#### EXTRACT PROVIDED

No profiles, or scenes
No optical stabilization (too advanced 4it)
Weak zoom
Crammed buttons
No external dial for shooting conditions
Limited recording time
No histogram before shooting, only when reviewing taken photos


General Comments

My camera was a bargain deal!

I bought a Canon S200 to capture photos of my patients, X-rays and ECGs where I can't put them on a scanner. It turned to be a great tool, performing exactly what I wanted and more. The quality was very good except in some X-rays.

I read some articles and booklets on digital photography, and with this little tool and its success with me, I went really WILD, and thought that I can shoot almost anything interesting on the road when I'm driving. The short boot up was seducing; I could shoot a picture in less than 5 seconds after switching it on.

I used it to publish some of my photos over the net and to picture some items I offered on auctions. The results were astonishing.

Not only the camera is noticeably small (the new Minolta Dimage Xt say it's small; it's thinner but wider than s200), also the charger is intelligently small!! No wires at all!! Just plug it in the wall and slip the battery in it as letter in an envelope. Sure some of us understand how important this brilliant design is, esp. during traveling and outdoors; it's practical and elegant. There's always a draw back of charging battery outside the camera; if the battery is drained in the middle of a party, then you have to wait until it's charged to shoot again!

########

TASK INSTRUCTIONS
A. Quote the Canon S200 review word for word, starting at "I bought a Canon" and ending at "switching it on.".
B. Please extend the Canon S200 review, picking up after its last sentence.

#### ENTRIES PROVIDED

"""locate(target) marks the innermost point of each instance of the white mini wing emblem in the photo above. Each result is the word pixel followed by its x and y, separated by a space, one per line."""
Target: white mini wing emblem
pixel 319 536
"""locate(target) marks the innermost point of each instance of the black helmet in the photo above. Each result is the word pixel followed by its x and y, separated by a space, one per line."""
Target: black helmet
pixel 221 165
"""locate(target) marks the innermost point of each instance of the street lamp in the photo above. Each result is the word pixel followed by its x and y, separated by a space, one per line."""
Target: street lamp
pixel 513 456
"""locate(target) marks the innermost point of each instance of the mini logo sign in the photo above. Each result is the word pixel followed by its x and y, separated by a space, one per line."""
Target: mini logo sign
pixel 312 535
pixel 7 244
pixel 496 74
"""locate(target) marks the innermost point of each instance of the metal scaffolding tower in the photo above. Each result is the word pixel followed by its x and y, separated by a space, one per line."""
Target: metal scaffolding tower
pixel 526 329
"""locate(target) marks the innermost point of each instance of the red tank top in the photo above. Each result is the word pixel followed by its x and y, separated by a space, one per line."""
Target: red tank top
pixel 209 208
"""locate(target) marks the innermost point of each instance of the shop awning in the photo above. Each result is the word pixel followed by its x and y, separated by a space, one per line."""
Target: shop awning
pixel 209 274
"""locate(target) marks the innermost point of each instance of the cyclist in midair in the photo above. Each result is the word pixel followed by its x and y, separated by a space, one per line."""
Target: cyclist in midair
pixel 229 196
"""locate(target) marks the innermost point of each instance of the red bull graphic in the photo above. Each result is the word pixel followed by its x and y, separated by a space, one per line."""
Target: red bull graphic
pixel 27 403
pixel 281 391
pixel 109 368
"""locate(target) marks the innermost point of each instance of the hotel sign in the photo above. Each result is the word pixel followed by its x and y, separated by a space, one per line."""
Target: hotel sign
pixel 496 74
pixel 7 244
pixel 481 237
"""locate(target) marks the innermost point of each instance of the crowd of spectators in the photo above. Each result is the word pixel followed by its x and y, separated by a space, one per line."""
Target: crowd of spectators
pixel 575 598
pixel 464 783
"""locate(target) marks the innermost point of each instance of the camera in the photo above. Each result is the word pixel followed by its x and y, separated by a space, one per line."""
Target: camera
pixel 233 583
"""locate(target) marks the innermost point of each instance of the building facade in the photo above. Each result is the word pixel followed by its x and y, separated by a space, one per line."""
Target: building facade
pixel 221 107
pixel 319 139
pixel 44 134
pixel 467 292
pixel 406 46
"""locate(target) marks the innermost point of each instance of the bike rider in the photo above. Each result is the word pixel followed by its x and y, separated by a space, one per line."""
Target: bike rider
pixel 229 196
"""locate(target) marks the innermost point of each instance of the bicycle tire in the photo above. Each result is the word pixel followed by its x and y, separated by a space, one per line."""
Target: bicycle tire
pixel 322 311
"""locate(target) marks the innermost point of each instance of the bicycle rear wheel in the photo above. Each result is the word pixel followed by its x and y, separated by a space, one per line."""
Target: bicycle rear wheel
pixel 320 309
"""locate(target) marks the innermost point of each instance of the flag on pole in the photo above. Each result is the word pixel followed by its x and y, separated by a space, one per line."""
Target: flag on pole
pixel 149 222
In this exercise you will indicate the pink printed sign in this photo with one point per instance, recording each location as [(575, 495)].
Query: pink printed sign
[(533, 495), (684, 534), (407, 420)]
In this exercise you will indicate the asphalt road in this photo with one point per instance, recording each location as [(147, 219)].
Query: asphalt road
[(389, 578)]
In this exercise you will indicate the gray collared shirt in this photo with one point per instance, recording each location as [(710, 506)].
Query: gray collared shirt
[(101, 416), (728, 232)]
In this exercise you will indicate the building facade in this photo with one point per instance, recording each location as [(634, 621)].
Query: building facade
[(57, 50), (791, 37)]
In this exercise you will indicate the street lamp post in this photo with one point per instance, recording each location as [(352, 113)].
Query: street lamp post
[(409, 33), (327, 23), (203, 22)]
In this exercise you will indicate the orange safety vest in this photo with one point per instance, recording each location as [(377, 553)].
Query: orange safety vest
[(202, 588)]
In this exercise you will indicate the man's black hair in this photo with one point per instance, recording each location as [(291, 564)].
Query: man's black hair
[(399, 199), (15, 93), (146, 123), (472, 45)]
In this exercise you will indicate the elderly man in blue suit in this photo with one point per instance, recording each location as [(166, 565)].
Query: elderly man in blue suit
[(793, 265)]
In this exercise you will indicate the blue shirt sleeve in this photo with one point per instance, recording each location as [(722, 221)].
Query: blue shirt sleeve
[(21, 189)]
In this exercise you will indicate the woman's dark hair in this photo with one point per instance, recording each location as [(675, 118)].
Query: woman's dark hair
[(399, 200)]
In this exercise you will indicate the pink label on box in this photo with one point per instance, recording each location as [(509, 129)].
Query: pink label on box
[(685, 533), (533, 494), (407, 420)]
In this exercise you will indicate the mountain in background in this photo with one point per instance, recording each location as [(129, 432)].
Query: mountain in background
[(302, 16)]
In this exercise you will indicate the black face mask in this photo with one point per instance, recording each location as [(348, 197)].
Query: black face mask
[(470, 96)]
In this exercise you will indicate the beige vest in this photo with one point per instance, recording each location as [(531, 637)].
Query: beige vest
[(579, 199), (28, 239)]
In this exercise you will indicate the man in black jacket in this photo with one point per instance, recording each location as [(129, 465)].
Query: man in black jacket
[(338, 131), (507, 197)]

########

ANSWER LIST
A.
I bought a Canon S200 to capture photos of my patients, X-rays and ECGs where I can't put them on a scanner. It turned to be a great tool, performing exactly what I wanted and more. The quality was very good except in some X-rays.

I read some articles and booklets on digital photography, and with this little tool and its success with me, I went really WILD, and thought that I can shoot almost anything interesting on the road when I'm driving. The short boot up was seducing; I could shoot a picture in less than 5 seconds after switching it on.

B.
Canon provides an optional adapter that fits in place of battery to run camera after the batteries had died! However, it is not the answer to all situations; even in the party you need to mingle and 'socialize' with others, not stay tied to the wall plug, staring at others, hunting friends in the crowd, shouting at them, ask to smile, then shoot from the other corner in the room LOL LOL LOL. I think this 'cordless' design's advantages beat its disadvantages


I could take pictures for the neighborhood and some friends. The resolution was fine for my friends, but not so much for surrounding buildings. There was no blurring, but the details were not so sharp, may be because the natural instability of hands or may be the resolution was too low. No way I could magnify the distant photos e.g. beyond 40 meters

I could use higher resolutions for recreational purposes, but I'm not willing to spend more money. I'm sticking for my original goal; medical photography. At that level (close objects with no much art needed beyond balanced brightness and contrast) it's excellent, and I can squeeze more details than I can need by magnification.

However, when I started to drag my camera to shoot in different climates I discovered its biggest limitation; no pre-set shooting profiles!!! I could rely on full automatic adjustment, but for better results I had to adjust some parameters manually to fit the shooting situations as sunny, cloudy or fluorescent illumination, which took few seconds of concentration, but this is too long for instant shooting.


As regard panorama pictures, you must take care to shoot all scenes at same distance; otherwise, the software will not be able to overlap scenes with different focal lengths. I don't know if the XD cards of Panasonic cameras can overcome this limitation or not. If anybody knows please tell me.

One disadvantage in the design is the tripod hole is not in the center of the camera. So, when you shoot serial photos in panorama view this can be an additional factor for bad quality of pictures.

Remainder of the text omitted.